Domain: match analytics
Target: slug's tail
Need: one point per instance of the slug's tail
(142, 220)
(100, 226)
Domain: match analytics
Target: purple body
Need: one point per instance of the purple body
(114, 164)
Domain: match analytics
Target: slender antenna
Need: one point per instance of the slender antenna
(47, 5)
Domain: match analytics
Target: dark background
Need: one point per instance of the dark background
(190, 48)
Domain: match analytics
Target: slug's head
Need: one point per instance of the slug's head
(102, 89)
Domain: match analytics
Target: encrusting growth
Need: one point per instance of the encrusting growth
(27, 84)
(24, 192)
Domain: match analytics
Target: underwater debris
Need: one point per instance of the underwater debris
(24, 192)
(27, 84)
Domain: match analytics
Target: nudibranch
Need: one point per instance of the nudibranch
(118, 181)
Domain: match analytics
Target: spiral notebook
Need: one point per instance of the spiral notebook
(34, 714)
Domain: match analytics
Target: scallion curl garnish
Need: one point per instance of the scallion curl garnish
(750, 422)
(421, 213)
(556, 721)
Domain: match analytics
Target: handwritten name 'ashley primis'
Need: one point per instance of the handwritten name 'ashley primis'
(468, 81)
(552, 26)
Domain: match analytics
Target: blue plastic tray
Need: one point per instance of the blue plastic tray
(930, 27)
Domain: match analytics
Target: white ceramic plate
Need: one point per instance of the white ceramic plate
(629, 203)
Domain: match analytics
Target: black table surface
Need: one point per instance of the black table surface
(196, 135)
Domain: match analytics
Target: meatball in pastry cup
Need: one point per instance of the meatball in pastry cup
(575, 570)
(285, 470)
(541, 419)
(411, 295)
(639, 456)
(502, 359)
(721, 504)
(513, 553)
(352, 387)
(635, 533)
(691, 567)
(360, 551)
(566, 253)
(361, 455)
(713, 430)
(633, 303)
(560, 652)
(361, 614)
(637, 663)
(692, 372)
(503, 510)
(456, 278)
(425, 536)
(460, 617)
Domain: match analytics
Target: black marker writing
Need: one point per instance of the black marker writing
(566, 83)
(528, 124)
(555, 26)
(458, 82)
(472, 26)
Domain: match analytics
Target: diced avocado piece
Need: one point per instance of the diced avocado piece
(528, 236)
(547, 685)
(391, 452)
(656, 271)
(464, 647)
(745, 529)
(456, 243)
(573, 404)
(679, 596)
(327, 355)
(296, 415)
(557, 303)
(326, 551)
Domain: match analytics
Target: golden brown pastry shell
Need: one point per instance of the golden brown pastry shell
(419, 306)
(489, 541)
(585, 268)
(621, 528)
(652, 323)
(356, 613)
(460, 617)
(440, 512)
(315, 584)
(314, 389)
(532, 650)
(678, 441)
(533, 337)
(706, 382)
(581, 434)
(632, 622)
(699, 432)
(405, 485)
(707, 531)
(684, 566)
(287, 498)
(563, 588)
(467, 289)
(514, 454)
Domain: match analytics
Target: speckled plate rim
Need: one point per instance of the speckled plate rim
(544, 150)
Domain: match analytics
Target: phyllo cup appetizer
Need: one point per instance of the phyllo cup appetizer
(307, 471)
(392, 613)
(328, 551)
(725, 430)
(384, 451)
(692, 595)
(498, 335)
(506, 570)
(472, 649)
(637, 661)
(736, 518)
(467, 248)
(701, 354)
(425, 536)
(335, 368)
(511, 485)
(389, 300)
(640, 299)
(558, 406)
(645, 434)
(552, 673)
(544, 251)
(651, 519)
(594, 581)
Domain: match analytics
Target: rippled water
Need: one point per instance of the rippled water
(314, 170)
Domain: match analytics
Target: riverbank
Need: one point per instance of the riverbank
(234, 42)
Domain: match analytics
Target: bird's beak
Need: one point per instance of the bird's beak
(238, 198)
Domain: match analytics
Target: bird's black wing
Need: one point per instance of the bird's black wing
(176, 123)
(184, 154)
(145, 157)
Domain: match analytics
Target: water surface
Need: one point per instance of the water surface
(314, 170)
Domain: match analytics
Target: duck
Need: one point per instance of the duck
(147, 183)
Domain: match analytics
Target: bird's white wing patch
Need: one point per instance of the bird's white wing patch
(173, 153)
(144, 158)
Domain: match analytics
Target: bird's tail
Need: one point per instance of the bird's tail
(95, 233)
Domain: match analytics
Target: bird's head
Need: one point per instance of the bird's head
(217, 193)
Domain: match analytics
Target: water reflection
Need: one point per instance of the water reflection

┄┄┄┄┄┄┄┄┄┄

### Short problem
Which lines above contain the string "body", with matching case? List each of those lines in full.

### The answer
Target: purple body
Need: one point per instance of the purple body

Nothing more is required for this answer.